> [Records from a collection]:
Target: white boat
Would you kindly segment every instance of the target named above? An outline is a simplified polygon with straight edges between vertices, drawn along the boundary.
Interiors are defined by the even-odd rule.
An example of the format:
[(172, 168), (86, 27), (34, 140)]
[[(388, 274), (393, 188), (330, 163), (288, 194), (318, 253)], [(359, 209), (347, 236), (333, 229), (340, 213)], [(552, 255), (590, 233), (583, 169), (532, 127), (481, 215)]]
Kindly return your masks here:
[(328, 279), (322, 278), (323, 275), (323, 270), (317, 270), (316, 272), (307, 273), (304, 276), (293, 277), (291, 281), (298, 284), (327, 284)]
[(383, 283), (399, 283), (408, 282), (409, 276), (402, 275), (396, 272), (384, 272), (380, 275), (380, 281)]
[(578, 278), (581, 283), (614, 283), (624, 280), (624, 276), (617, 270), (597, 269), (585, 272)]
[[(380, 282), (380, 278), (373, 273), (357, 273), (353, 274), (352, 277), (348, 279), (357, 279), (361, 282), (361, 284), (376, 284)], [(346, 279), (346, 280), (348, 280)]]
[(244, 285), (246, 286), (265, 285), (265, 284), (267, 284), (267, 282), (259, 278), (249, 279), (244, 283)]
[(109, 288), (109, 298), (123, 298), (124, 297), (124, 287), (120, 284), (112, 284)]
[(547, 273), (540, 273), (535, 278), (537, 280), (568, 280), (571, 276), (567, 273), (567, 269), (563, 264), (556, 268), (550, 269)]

---

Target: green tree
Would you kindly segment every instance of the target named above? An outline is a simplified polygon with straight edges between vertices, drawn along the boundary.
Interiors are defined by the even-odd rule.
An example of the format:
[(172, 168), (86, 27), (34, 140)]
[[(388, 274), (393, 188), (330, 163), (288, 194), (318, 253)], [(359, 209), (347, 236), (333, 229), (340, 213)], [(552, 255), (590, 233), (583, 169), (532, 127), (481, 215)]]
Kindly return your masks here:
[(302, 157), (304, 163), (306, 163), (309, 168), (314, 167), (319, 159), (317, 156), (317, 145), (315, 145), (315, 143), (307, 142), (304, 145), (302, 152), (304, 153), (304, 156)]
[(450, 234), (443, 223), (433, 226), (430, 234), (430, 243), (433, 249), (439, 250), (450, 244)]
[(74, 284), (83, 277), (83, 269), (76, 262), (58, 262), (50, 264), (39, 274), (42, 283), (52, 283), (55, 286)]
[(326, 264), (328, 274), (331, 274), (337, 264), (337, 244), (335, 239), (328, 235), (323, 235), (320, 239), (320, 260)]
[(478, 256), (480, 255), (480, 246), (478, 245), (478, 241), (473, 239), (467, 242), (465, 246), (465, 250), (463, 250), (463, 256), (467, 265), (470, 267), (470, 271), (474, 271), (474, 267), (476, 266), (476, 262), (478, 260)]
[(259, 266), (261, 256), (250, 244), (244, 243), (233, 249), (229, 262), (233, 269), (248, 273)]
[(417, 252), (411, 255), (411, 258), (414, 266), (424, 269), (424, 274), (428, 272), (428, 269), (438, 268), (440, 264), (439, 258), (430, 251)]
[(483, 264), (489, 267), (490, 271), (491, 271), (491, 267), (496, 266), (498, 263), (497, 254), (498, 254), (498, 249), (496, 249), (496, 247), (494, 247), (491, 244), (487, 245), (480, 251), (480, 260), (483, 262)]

...

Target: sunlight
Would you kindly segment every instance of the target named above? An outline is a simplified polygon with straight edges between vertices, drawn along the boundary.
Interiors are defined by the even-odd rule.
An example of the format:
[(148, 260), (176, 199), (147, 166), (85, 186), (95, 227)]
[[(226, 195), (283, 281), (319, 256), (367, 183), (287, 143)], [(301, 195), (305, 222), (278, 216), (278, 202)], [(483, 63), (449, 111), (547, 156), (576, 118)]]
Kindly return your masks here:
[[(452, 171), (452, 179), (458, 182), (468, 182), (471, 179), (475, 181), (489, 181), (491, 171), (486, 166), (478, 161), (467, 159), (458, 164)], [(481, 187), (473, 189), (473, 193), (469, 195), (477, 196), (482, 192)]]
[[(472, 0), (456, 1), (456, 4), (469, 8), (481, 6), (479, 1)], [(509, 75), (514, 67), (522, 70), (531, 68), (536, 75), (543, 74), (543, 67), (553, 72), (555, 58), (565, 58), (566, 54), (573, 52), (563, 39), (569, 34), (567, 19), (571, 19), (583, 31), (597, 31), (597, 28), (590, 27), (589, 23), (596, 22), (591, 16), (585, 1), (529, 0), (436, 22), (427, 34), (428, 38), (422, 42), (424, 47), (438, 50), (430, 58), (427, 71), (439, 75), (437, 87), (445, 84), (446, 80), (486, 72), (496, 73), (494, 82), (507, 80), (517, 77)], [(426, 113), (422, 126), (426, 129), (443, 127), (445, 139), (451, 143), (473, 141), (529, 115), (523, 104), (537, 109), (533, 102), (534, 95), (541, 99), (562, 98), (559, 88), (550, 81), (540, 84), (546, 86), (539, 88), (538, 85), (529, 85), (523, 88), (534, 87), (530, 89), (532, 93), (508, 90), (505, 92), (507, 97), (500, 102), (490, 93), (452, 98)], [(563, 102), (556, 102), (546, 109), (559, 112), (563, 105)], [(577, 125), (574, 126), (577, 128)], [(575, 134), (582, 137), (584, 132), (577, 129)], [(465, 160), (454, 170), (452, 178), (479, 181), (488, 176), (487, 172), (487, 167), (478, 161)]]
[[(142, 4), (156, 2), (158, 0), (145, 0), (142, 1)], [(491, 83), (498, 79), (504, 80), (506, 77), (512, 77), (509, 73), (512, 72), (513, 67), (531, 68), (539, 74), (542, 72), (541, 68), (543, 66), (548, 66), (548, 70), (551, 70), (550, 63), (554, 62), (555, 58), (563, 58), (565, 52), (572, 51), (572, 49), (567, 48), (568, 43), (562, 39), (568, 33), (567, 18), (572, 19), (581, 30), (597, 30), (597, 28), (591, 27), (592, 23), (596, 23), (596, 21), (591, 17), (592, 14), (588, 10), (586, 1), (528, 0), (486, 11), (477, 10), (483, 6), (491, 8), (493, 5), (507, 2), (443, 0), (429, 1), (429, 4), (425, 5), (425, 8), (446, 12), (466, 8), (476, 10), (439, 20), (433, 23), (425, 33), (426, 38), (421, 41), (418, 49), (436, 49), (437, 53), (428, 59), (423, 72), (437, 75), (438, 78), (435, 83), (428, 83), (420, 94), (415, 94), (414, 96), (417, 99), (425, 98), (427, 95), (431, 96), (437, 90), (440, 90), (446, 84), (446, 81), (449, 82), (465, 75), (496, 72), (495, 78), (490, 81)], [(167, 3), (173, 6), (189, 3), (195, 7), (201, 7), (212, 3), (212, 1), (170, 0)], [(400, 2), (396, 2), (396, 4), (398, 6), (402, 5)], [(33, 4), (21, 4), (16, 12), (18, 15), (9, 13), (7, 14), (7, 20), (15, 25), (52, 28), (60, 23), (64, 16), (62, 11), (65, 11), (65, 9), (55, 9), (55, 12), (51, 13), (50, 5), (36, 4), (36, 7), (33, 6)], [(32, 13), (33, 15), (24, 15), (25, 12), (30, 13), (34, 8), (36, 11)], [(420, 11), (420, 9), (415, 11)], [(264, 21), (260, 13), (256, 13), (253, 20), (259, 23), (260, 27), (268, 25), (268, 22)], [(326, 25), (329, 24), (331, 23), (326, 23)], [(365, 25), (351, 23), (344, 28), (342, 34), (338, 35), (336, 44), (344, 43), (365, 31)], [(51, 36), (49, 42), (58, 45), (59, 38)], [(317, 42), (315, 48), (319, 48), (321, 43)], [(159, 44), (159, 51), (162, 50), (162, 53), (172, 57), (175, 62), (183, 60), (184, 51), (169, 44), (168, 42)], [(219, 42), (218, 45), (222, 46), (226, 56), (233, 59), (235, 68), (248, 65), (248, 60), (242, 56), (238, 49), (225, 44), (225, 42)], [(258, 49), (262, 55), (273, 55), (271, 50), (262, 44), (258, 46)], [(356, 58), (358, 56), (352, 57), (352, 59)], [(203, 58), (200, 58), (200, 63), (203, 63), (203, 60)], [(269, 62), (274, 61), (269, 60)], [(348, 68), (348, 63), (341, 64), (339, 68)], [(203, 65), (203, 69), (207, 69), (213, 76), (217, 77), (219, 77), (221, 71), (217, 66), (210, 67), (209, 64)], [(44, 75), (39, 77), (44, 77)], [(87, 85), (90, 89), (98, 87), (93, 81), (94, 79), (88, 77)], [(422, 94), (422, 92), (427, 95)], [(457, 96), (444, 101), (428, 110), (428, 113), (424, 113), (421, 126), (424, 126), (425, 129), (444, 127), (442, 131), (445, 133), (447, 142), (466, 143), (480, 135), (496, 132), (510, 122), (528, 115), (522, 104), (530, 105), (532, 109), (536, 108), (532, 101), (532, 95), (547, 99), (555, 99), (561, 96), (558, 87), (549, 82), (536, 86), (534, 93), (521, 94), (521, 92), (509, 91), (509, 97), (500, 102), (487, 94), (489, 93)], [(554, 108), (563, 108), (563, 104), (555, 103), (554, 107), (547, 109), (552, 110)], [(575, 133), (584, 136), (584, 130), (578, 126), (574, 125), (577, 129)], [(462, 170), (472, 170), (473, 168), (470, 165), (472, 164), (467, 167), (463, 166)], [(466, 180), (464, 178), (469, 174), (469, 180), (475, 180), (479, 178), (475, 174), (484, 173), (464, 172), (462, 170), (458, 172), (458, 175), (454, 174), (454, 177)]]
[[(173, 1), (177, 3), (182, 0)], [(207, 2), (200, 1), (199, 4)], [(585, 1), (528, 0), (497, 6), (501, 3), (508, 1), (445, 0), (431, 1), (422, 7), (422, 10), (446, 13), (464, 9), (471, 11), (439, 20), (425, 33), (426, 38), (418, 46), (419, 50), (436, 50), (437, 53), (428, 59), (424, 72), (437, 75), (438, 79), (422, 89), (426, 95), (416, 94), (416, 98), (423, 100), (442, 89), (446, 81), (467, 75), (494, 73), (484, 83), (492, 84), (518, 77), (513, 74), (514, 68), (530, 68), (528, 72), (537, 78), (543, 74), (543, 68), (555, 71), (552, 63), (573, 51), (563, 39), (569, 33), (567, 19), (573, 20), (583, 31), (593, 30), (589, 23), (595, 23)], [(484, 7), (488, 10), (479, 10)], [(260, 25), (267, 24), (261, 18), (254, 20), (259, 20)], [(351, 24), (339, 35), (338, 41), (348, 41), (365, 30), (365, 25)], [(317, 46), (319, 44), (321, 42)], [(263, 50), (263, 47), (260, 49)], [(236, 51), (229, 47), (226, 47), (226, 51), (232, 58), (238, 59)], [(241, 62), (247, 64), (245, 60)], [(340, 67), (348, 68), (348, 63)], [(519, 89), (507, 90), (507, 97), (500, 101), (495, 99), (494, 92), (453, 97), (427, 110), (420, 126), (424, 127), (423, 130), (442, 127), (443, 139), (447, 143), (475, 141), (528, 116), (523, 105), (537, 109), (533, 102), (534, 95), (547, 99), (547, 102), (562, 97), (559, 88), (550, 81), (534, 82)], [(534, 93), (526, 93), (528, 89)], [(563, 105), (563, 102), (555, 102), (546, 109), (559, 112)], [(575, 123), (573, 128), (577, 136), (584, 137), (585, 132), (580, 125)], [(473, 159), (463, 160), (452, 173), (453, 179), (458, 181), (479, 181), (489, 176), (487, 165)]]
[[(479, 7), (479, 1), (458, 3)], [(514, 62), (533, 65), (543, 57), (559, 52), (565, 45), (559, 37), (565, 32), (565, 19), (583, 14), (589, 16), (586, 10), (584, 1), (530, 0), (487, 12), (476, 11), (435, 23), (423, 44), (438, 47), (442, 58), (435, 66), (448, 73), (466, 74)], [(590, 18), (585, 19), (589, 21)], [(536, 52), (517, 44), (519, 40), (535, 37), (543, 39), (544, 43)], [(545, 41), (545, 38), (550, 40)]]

> [About this task]: Set down, exactly as they stand above, the lines starting with the line with "Target: sunlight" and going on through the line with "156), (576, 118)]]", and no others.

> [Response to this exercise]:
Target: sunlight
Would you kindly segment every instance of the target named above? An outline is a simplified polygon with straight edges between vertices, drawn along the boundary.
Interiors are defined by the even-odd rule.
An example of the format:
[(148, 260), (176, 199), (147, 166), (85, 186), (95, 227)]
[[(226, 195), (283, 281), (319, 256), (367, 183), (287, 143)], [(301, 195), (305, 222), (278, 216), (278, 202)], [(483, 63), (449, 111), (547, 156), (576, 118)]]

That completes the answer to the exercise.